> **Task requirements**
Please update these entries by replacing "each instance" with "every instance" wherever it occurs, leaving everything else unchanged.
>>>
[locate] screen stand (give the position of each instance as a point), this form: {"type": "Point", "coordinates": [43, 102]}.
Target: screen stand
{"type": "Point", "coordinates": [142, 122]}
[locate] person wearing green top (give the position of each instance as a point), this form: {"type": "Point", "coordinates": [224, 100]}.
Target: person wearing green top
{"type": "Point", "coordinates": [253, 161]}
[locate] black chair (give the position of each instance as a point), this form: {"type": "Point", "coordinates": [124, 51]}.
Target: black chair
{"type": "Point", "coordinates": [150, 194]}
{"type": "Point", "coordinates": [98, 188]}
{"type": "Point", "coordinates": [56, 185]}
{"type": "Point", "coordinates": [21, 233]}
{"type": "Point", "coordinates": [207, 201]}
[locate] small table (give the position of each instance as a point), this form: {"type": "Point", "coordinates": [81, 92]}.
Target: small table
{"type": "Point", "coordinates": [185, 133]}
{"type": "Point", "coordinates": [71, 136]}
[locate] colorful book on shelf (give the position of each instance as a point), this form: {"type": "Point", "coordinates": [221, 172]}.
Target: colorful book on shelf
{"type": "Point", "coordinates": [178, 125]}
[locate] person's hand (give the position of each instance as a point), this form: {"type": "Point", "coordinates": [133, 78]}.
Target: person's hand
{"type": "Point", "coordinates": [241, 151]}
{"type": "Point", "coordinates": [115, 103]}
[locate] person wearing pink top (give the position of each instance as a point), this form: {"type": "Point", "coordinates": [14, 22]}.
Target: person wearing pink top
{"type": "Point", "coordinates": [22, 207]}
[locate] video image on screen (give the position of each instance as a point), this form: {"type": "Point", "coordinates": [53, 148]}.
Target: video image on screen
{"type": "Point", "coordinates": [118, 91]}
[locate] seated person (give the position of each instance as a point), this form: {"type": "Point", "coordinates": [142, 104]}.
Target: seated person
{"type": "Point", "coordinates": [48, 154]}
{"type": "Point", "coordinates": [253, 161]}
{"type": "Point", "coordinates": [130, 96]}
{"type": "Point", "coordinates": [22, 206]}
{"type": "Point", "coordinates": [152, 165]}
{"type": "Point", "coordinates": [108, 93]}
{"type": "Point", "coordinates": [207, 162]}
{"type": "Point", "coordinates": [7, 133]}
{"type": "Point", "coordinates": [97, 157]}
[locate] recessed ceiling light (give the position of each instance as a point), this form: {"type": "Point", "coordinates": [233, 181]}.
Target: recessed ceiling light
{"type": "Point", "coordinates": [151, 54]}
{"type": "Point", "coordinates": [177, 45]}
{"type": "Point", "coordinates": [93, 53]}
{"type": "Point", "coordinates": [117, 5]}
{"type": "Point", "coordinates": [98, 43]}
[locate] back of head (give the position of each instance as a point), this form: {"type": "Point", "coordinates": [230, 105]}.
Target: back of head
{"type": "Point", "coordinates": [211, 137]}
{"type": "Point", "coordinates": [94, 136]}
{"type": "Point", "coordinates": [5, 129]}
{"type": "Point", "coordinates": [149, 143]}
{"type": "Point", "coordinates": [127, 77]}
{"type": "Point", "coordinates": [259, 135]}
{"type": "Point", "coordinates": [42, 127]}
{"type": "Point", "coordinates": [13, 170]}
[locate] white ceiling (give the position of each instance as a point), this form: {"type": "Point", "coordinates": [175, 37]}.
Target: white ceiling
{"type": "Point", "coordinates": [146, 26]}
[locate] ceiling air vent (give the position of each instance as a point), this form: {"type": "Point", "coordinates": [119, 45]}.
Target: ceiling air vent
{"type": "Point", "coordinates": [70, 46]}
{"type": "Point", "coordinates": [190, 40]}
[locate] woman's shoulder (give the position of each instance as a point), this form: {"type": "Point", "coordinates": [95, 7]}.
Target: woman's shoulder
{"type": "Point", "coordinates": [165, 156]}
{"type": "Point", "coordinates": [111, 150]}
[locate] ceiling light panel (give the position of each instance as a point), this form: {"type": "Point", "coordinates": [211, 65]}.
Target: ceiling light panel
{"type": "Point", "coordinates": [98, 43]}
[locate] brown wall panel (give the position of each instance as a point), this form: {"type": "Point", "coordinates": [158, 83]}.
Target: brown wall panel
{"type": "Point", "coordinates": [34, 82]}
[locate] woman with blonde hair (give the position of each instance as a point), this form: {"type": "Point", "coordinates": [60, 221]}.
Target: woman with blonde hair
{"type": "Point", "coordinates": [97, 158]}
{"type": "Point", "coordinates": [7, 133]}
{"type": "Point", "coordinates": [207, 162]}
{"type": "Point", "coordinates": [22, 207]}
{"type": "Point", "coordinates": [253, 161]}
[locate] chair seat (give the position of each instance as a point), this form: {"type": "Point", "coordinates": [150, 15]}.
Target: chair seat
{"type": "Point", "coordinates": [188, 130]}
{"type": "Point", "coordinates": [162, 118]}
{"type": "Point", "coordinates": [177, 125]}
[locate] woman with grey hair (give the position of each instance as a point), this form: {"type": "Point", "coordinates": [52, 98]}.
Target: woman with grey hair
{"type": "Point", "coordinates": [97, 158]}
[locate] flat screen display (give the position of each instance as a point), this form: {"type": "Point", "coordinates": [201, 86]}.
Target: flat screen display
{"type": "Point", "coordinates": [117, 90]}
<<<
> **Task answer**
[locate] screen stand (give the position of every instance as a point), this form: {"type": "Point", "coordinates": [43, 102]}.
Target: screen stand
{"type": "Point", "coordinates": [142, 122]}
[locate] person wearing green top (give the position of every instance as a point), this form: {"type": "Point", "coordinates": [224, 100]}.
Target: person wearing green top
{"type": "Point", "coordinates": [253, 161]}
[locate] black chair (give the position of every instance as a point), this form: {"type": "Point", "coordinates": [124, 51]}.
Target: black chair
{"type": "Point", "coordinates": [150, 194]}
{"type": "Point", "coordinates": [98, 188]}
{"type": "Point", "coordinates": [56, 185]}
{"type": "Point", "coordinates": [21, 233]}
{"type": "Point", "coordinates": [207, 201]}
[locate] small table (give the position of every instance as a point), this form: {"type": "Point", "coordinates": [81, 92]}.
Target: small table
{"type": "Point", "coordinates": [185, 133]}
{"type": "Point", "coordinates": [71, 136]}
[locate] colorful book on shelf (give the position of every instance as a point), this form: {"type": "Point", "coordinates": [221, 172]}.
Target: colorful book on shelf
{"type": "Point", "coordinates": [178, 125]}
[locate] person's hand (give the position of every instance as a point), this form: {"type": "Point", "coordinates": [133, 78]}.
Target: person's hand
{"type": "Point", "coordinates": [241, 151]}
{"type": "Point", "coordinates": [115, 103]}
[locate] person wearing pink top (give the position of every instance as a point), this form: {"type": "Point", "coordinates": [14, 22]}.
Target: person wearing pink top
{"type": "Point", "coordinates": [22, 207]}
[locate] video image on screen (give the position of every instance as a point), this form: {"type": "Point", "coordinates": [53, 148]}.
Target: video image on screen
{"type": "Point", "coordinates": [118, 91]}
[locate] seated person (give the position of every instance as a point), this form: {"type": "Point", "coordinates": [142, 104]}.
Target: seated person
{"type": "Point", "coordinates": [48, 154]}
{"type": "Point", "coordinates": [253, 161]}
{"type": "Point", "coordinates": [130, 96]}
{"type": "Point", "coordinates": [22, 206]}
{"type": "Point", "coordinates": [152, 165]}
{"type": "Point", "coordinates": [108, 93]}
{"type": "Point", "coordinates": [207, 162]}
{"type": "Point", "coordinates": [7, 133]}
{"type": "Point", "coordinates": [97, 157]}
[locate] recessed ceiling light (give the position of every instance as a point), this form: {"type": "Point", "coordinates": [233, 181]}.
Target: recessed ceiling light
{"type": "Point", "coordinates": [151, 54]}
{"type": "Point", "coordinates": [177, 45]}
{"type": "Point", "coordinates": [93, 53]}
{"type": "Point", "coordinates": [117, 5]}
{"type": "Point", "coordinates": [98, 43]}
[locate] back of head (give the position of every instance as a point), this form: {"type": "Point", "coordinates": [230, 105]}.
Target: back of head
{"type": "Point", "coordinates": [211, 137]}
{"type": "Point", "coordinates": [94, 136]}
{"type": "Point", "coordinates": [5, 129]}
{"type": "Point", "coordinates": [149, 143]}
{"type": "Point", "coordinates": [127, 77]}
{"type": "Point", "coordinates": [259, 135]}
{"type": "Point", "coordinates": [42, 127]}
{"type": "Point", "coordinates": [13, 170]}
[locate] white ceiling (give the position of every instance as a point), this form: {"type": "Point", "coordinates": [175, 37]}.
Target: white ceiling
{"type": "Point", "coordinates": [146, 26]}
[locate] ceiling air vent (give the position of every instance as a point), this form: {"type": "Point", "coordinates": [119, 45]}.
Target: ceiling air vent
{"type": "Point", "coordinates": [70, 46]}
{"type": "Point", "coordinates": [190, 40]}
[locate] woman's shoulder (give the position of every instance as a point), this form: {"type": "Point", "coordinates": [95, 7]}.
Target: woman's shoulder
{"type": "Point", "coordinates": [165, 156]}
{"type": "Point", "coordinates": [111, 150]}
[locate] ceiling light panel (give the position of every instance as a point), this form: {"type": "Point", "coordinates": [211, 65]}.
Target: ceiling light panel
{"type": "Point", "coordinates": [98, 43]}
[locate] brown wall panel (give the position of every instance as a point), this form: {"type": "Point", "coordinates": [158, 83]}.
Target: brown wall panel
{"type": "Point", "coordinates": [34, 82]}
[locate] woman with blonde hair (give the position of every instance as a point), this form: {"type": "Point", "coordinates": [60, 221]}.
Target: woman with blonde hair
{"type": "Point", "coordinates": [97, 158]}
{"type": "Point", "coordinates": [7, 133]}
{"type": "Point", "coordinates": [207, 162]}
{"type": "Point", "coordinates": [22, 207]}
{"type": "Point", "coordinates": [253, 161]}
[locate] chair seat (give the position of every instance as a point), this form: {"type": "Point", "coordinates": [150, 15]}.
Target: chair seat
{"type": "Point", "coordinates": [188, 130]}
{"type": "Point", "coordinates": [162, 118]}
{"type": "Point", "coordinates": [177, 125]}
[locate] woman with grey hair (give the position of every instance as a point), this form: {"type": "Point", "coordinates": [52, 98]}.
Target: woman with grey hair
{"type": "Point", "coordinates": [97, 158]}
[locate] flat screen display (give the position of every instance as a point), this form: {"type": "Point", "coordinates": [201, 86]}.
Target: flat screen display
{"type": "Point", "coordinates": [117, 90]}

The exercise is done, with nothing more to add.